- [What you will do] Return the records below word for word.

- [Items from a dataset]
· · ·

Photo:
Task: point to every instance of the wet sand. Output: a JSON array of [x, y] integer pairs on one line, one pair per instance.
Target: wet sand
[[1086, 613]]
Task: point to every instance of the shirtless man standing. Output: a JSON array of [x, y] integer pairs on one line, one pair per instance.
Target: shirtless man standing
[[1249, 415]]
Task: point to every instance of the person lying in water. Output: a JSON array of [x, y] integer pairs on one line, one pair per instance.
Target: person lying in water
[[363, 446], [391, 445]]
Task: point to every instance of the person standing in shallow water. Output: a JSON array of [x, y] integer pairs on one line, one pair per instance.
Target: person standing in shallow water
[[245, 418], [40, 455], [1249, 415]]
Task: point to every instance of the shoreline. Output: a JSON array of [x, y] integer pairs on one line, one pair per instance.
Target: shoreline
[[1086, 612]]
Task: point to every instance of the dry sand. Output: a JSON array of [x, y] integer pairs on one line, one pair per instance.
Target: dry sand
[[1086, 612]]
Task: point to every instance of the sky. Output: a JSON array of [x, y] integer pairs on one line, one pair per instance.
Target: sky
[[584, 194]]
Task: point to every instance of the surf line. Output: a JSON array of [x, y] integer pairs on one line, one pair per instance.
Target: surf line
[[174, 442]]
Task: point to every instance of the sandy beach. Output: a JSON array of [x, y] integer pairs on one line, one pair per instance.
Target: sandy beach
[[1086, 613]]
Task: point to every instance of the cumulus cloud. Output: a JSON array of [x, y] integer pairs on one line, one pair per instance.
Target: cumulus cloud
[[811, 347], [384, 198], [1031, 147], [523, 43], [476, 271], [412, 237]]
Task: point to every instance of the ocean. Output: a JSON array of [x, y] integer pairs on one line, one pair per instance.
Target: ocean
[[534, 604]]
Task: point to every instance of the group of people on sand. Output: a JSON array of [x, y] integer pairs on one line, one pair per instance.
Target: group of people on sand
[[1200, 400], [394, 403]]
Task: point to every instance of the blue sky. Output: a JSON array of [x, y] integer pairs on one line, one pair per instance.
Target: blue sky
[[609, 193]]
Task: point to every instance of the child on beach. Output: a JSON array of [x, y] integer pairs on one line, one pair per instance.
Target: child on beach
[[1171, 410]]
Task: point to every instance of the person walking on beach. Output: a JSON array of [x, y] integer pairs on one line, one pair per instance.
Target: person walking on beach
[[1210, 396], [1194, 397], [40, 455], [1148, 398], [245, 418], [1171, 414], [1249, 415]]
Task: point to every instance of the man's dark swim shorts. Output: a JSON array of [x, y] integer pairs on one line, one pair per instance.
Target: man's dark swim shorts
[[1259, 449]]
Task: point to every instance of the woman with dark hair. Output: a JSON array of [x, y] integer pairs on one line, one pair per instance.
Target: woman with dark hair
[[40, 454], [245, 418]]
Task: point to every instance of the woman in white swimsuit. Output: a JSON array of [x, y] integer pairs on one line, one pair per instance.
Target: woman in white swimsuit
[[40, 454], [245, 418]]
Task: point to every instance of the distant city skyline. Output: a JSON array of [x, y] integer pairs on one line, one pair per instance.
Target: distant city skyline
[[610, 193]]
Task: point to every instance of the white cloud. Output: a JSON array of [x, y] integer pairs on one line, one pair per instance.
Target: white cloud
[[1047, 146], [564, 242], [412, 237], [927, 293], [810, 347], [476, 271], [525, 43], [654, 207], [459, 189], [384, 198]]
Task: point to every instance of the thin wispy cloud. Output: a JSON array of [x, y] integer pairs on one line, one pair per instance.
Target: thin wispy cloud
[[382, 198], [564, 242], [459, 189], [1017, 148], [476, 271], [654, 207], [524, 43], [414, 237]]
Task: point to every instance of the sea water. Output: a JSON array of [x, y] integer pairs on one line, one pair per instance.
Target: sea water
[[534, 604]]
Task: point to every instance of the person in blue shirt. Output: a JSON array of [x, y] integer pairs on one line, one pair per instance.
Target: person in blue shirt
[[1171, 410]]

· · ·

- [Result]
Photo:
Task: point to every instance of the wet sand. Output: a JSON array of [x, y] integer pairs on one line, one pair per instance.
Target: wet sand
[[1086, 613]]
Task: point to every instance of the shirtless man standing. Output: a JSON array of [x, y] integer pairs on one line, one pair per instance.
Target: shirtless man standing
[[1249, 415]]
Task: point to every instance of the person lying in water. Output: a JSON array of [x, y] integer pairs on one line, one pair per instance.
Target: person lying in water
[[363, 446], [391, 445]]
Task: point to every instance of the person standing in shallow water. Output: a JSON array of [x, y] integer pairs on one line, one pair per instance.
Target: person standing in shallow water
[[245, 418], [40, 455], [1249, 415]]
Task: point to every instance of the shoreline. Output: a JSON array of [x, y] integer pairs on one line, one pair per instance.
Target: shoreline
[[1086, 612]]
Task: point to every instance of the dry sand. Output: a JSON array of [x, y] integer pairs on one line, one pair per instance.
Target: dry sand
[[1086, 612]]
Task: point to every instance of the sky. Output: a JSON array of [x, y] integer pairs on one line, one pair per instance.
Target: sky
[[584, 194]]
Task: point to every instance of the surf line. Output: a JSON array of [x, y] integer pairs on one line, one pair per instance.
Target: surf line
[[174, 442]]
Task: point to every instance of the sandy beach. Output: a JSON array of [x, y] integer pairs on one line, one pair per instance.
Target: sandy beach
[[1086, 613]]
Task: point to every instance of the cumulus cloud. Output: a JSON array of [x, y] integer pairs on one line, one pair per instance.
Target: cumulus cloud
[[811, 347], [384, 198], [1031, 147], [523, 43], [476, 271], [412, 237]]
Task: point to every instance of the ocean. Output: a JSON array of [x, y] integer pairs on one line, one pair per instance.
Target: ocean
[[534, 604]]
Task: point to every instance of the group of people on sand. Output: a JSON array of [x, y] integer pairs on one line, one pair per instance.
Target: group of people on sand
[[1200, 400], [394, 403]]
Task: point to every instance of the blue sky. Output: a JSON array of [x, y] integer pairs on one line, one pair per instance.
Target: blue sky
[[609, 193]]
Task: point to every instance of the child on beach. Output: a JSON array of [x, y] integer pairs on one line, one pair per instance.
Target: child on beach
[[1171, 410]]
Task: point to every instance of the person walking on beach. Output: a JSON array of [x, y] integer pairs on one line, one pair per instance.
Target: person walking on beach
[[1210, 396], [1194, 397], [40, 455], [1148, 398], [245, 418], [1171, 414], [1249, 415]]
Task: point to every instance of the man's dark swim shorts. Output: a JSON array of [x, y] integer pairs on one line, one pair per instance.
Target: man's dark swim shorts
[[1259, 449]]
Task: point to every instance of the woman with dark hair. Output: a JSON array of [x, y] integer pairs on one line, one pair per instance.
Target: woman with dark hair
[[40, 454], [245, 418]]
Task: point to every instance of the woman in white swimsuit. Output: a JSON array of [x, y] integer pairs on one line, one pair per instance.
Target: woman in white swimsuit
[[40, 454], [245, 418]]
Task: point to every instance of the distant city skyline. Output: a JSON array of [x, y] integer pairs on one line, one pair per instance.
Target: distant city skyline
[[610, 193]]
Task: point to every instance of the white cloud. Output: a JSON array of [x, y] integer pairs on one line, one pair per instance.
Target: white cloud
[[1047, 146], [564, 242], [412, 237], [927, 293], [810, 347], [476, 271], [525, 43], [654, 207], [459, 189], [384, 198]]
Task: point to every instance of the thin wispy cloud. Output: a JSON array of [x, y] integer pairs on one line, one pair per instance.
Target: thin wispy cloud
[[382, 198], [564, 242], [459, 189], [1017, 148], [476, 271], [654, 207], [524, 43], [414, 237]]
Task: point to every instance of the sea water. Output: a JSON array of [x, y] integer pairs on one line, one pair per instance.
Target: sea water
[[534, 604]]
Task: point to every instance of the person in blue shirt. Output: a JSON array of [x, y] integer pairs on one line, one pair per instance.
Target: person in blue shirt
[[1171, 410]]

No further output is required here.